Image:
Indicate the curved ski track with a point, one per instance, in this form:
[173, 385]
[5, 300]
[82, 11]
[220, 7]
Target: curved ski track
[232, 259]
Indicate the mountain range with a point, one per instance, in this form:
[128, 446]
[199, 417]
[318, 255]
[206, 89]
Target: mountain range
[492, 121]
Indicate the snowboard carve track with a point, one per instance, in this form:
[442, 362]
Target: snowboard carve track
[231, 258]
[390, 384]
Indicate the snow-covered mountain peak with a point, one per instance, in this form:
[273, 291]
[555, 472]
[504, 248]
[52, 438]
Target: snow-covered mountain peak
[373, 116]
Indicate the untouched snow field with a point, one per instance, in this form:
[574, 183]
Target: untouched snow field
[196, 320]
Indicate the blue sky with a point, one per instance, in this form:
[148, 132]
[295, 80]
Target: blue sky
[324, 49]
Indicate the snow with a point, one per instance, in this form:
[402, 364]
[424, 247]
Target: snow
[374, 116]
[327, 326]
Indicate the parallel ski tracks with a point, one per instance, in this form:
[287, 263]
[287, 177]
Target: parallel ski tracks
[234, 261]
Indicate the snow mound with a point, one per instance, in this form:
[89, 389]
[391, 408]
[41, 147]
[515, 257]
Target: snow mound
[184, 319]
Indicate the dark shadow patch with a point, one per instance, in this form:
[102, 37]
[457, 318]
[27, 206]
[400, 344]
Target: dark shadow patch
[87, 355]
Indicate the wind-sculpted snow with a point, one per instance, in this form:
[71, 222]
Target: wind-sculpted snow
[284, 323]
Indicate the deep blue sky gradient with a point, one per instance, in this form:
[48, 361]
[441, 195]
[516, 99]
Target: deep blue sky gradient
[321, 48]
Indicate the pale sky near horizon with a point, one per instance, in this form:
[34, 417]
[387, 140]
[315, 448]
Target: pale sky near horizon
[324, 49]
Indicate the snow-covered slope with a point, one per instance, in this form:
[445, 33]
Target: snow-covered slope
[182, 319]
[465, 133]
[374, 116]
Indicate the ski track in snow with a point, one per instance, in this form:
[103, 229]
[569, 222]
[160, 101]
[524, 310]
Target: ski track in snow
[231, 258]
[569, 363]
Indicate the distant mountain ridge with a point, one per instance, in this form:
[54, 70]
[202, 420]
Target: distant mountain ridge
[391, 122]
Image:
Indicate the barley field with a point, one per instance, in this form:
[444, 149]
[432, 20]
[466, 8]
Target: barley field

--- --- ---

Aim:
Rewrite all of the records above with each "Indicate" changed to "Mark", keeping everything else the same.

Solution to this exercise:
Image:
Mark the curved ski track with a point, one per instance, in this form:
[173, 385]
[5, 300]
[82, 11]
[220, 7]
Target: curved ski track
[232, 259]
Mark the mountain range with a point, one per instance, in this form:
[128, 446]
[199, 417]
[318, 255]
[206, 89]
Target: mountain range
[492, 121]
Mark the snowboard carve track with a point, one per instance, in this form:
[442, 362]
Target: snowboard carve track
[231, 258]
[390, 384]
Mark the snow-covered mountain peak with a point, one per instance, in this form:
[273, 291]
[555, 472]
[504, 248]
[52, 438]
Target: snow-covered mountain peak
[373, 116]
Mark the untouched snow field with a point, one per instance, in this form:
[574, 183]
Target: untouched snow field
[196, 320]
Mark the blue sky with a point, one per instance, in this form:
[148, 132]
[295, 80]
Target: blue sky
[324, 49]
Mark the snow with a point, one per instance, in this form:
[402, 364]
[424, 247]
Target: snow
[374, 116]
[327, 326]
Mark the parallel ski tracks with a point, one per instance, in this form:
[287, 263]
[287, 177]
Target: parallel ski tracks
[234, 261]
Mark the snow mound with a point, one per instance, in this form:
[89, 389]
[391, 408]
[41, 147]
[515, 257]
Target: snow mound
[184, 319]
Mark the dark shadow patch with a point, one per instance, in this form:
[102, 37]
[457, 318]
[27, 206]
[400, 344]
Target: dark shadow patch
[87, 355]
Mark the wind-sculpted snow with a point, one per instance, in this form:
[71, 222]
Target: wind-sculpted snow
[284, 323]
Mark the deep blue sky gradient with a point, one per instance, in this form:
[48, 361]
[441, 195]
[516, 99]
Target: deep blue sky gradient
[321, 48]
Mark the pale sky near horizon with a point, one per instance, in this form:
[34, 417]
[387, 140]
[315, 448]
Target: pale sky near horizon
[324, 49]
Mark the snow-covered slope with a point, one per instance, in this form:
[445, 33]
Target: snow-covered slope
[182, 319]
[465, 133]
[374, 116]
Mark the ski track in snow with a point, one per instance, in this form:
[103, 229]
[569, 222]
[160, 101]
[524, 310]
Target: ski track in snow
[231, 258]
[569, 363]
Mark the distant mountain ridge with a point, one per instance, in this form:
[54, 70]
[202, 420]
Target: distant mountain ridge
[391, 122]
Image:
Mark the barley field with a point, one per instance, in this form:
[444, 149]
[432, 20]
[466, 8]
Target: barley field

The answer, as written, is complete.